### Text section
'''

Key findings
- Mainstream Islam is the worldview adopted by the substantial majority of the global Muslim population. Mainstream Islam rejects violent extremism and embraces the differences between Muslims and non‑Muslims.
- Islamist extremism emphasises the differences between extremist Muslims and everyone else. Non‑Muslims and mainstream Muslims are viewed as wrong, lesser, impure and are stripped of human qualities and rights. The ambition of Islamist extremism is to impose Islamic law and establish a global Islamic state or caliphate. The overwhelming majority of Muslims in the UK and across the world would entirely reject the attitudes and behaviours of Islamist extremism.
- Islamist extremism takes three different forms: non‑violent Islamist extremism; theoretical violent Islamist extremism; and operational violent Islamist extremism. Operational violent Islamist extremism involves an active commitment to violence in order to eradicate non‑Muslims as the necessary precursor to bringing an Islamic state into existence.

'''

### Problem 1
Using the key findings above, say whether each statement agrees with them: (a) mainstream Islam rejects violent extremism; (b) Islamist extremism takes four different forms; (c) the ambition of Islamist extremism includes establishing a global Islamic state. Answer yes or no for each, quoting the deciding words.
The records that follow are unrelated to the key findings above.

### Recorded information
'''

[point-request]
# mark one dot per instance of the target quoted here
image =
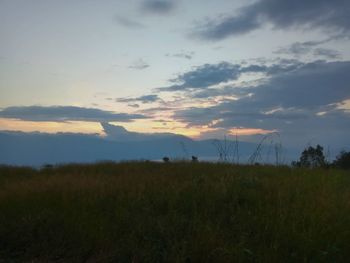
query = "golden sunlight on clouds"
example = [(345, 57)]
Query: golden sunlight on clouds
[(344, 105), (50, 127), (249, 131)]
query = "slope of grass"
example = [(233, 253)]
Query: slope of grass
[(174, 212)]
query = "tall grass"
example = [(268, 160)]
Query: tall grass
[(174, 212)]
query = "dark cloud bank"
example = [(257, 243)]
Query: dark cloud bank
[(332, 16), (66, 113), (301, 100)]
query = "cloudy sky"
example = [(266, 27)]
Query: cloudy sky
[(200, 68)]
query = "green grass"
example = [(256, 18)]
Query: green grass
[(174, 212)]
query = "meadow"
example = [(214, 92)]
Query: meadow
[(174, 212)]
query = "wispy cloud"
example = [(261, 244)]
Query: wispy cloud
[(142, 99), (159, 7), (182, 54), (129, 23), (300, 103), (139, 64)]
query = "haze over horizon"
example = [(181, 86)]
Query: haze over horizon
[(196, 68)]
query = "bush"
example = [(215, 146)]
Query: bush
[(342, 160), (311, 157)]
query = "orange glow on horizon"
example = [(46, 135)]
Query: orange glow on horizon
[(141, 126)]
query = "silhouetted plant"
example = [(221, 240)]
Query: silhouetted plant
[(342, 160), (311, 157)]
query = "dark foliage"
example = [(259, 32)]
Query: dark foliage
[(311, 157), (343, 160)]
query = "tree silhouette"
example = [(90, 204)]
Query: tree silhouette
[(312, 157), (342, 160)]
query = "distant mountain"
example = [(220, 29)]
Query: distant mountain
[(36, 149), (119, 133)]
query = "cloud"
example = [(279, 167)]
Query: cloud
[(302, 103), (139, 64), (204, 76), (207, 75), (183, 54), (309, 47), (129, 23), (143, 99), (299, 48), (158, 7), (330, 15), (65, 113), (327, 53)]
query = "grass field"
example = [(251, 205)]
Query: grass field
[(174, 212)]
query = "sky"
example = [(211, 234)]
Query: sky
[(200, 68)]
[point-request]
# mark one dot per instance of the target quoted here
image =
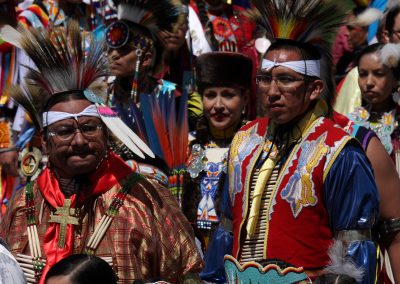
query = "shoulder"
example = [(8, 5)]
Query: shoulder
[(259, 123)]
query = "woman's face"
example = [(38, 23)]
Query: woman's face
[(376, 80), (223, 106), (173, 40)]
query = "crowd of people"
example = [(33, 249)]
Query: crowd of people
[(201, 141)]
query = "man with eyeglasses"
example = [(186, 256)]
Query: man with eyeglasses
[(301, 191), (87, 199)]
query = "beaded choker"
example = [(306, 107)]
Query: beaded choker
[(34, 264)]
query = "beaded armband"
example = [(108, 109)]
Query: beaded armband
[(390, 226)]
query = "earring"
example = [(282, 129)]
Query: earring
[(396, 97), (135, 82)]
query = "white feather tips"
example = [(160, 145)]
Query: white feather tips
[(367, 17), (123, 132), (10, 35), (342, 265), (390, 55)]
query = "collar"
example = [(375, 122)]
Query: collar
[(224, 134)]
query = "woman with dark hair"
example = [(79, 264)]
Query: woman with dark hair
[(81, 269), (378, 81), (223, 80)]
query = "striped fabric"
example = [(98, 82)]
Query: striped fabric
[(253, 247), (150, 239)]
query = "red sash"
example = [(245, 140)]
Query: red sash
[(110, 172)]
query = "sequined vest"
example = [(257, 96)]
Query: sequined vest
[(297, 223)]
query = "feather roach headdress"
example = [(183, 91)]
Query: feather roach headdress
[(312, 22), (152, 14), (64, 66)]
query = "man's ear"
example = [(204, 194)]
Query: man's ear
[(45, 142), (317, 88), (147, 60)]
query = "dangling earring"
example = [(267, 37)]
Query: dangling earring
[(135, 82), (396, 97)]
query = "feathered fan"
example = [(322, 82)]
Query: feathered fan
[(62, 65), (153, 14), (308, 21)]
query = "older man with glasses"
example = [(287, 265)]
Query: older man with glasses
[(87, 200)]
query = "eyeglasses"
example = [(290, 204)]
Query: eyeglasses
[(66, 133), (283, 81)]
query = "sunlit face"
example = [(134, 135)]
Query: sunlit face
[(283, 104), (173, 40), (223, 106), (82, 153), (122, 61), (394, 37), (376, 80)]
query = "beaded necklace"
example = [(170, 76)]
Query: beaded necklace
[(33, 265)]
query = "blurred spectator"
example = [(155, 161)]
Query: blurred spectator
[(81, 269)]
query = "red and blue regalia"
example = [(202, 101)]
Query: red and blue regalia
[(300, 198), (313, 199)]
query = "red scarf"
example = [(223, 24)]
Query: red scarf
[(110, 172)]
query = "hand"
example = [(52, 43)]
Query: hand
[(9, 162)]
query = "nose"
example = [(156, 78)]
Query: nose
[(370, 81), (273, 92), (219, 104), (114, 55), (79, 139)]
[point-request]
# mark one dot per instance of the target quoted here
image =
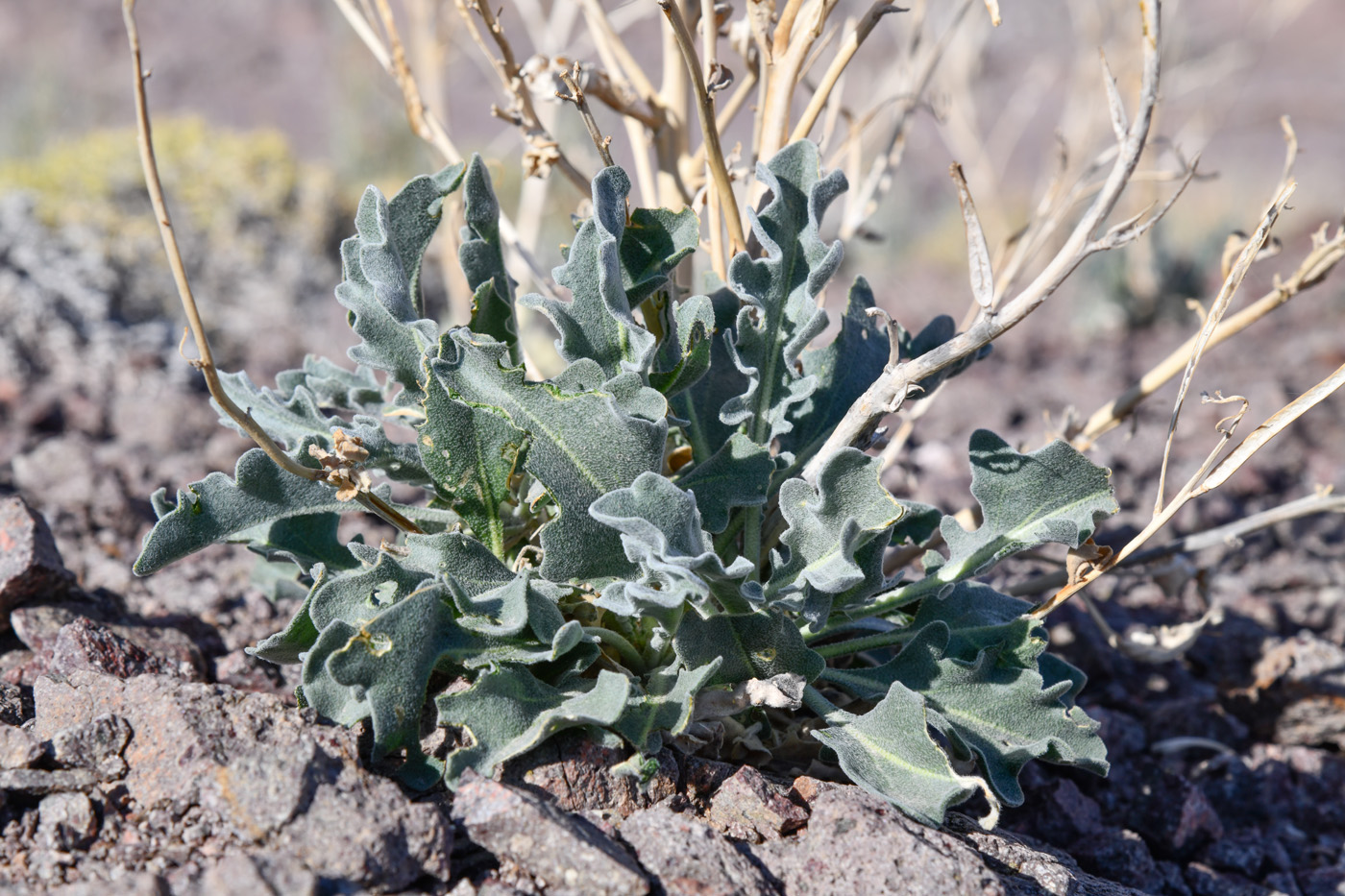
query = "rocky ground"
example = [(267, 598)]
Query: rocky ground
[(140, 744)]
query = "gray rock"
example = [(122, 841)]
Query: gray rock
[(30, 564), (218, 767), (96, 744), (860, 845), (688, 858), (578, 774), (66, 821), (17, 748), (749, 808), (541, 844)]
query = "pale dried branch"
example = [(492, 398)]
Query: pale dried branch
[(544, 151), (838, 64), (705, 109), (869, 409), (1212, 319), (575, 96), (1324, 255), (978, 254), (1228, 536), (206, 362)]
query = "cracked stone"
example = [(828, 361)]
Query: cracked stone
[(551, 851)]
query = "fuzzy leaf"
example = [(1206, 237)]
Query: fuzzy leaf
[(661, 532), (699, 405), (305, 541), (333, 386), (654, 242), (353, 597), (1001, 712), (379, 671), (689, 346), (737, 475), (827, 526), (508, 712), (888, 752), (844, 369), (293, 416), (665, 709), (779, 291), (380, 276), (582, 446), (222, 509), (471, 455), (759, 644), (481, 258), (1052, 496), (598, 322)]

'''

### Problem 2
Rewrite the records from their first line through the line containing "[(196, 68)]", substituting "sample" for every "example" and keeping everything else unchanged. Return only those lines, with the pictures left out.

### Right answer 1
(a) Yes: "Mainstream Islam rejects violent extremism"
(b) No: "Islamist extremism takes three different forms"
(c) Yes: "The ambition of Islamist extremism is to impose Islamic law and establish a global Islamic state or caliphate."

### Right answer 2
[point-request]
# mark one dot per instance of the target quoted here
image =
query = "golden sunlight on clouds"
sample = [(345, 57)]
Query: golden sunlight on clouds
[(344, 105), (50, 127), (249, 131)]
query = "slope of grass"
sample = [(233, 253)]
Query: slope of grass
[(174, 212)]
query = "tall grass"
sample = [(268, 160)]
Query: tall grass
[(174, 212)]
query = "dark cloud bank"
sample = [(257, 243)]
Query: dark cloud bank
[(332, 16), (66, 113), (301, 100)]
query = "cloudy sky"
sample = [(266, 27)]
Query: cloudy sky
[(200, 68)]
query = "green grass"
sample = [(256, 18)]
Query: green grass
[(174, 212)]
query = "meadow"
sample = [(214, 92)]
Query: meadow
[(174, 212)]
query = "wispy cloud"
sample = [(261, 244)]
Query: wispy cloud
[(142, 99), (159, 7), (182, 54), (129, 23), (300, 103), (139, 64)]
query = "haze over horizon"
sample = [(181, 86)]
Query: haze over horizon
[(196, 68)]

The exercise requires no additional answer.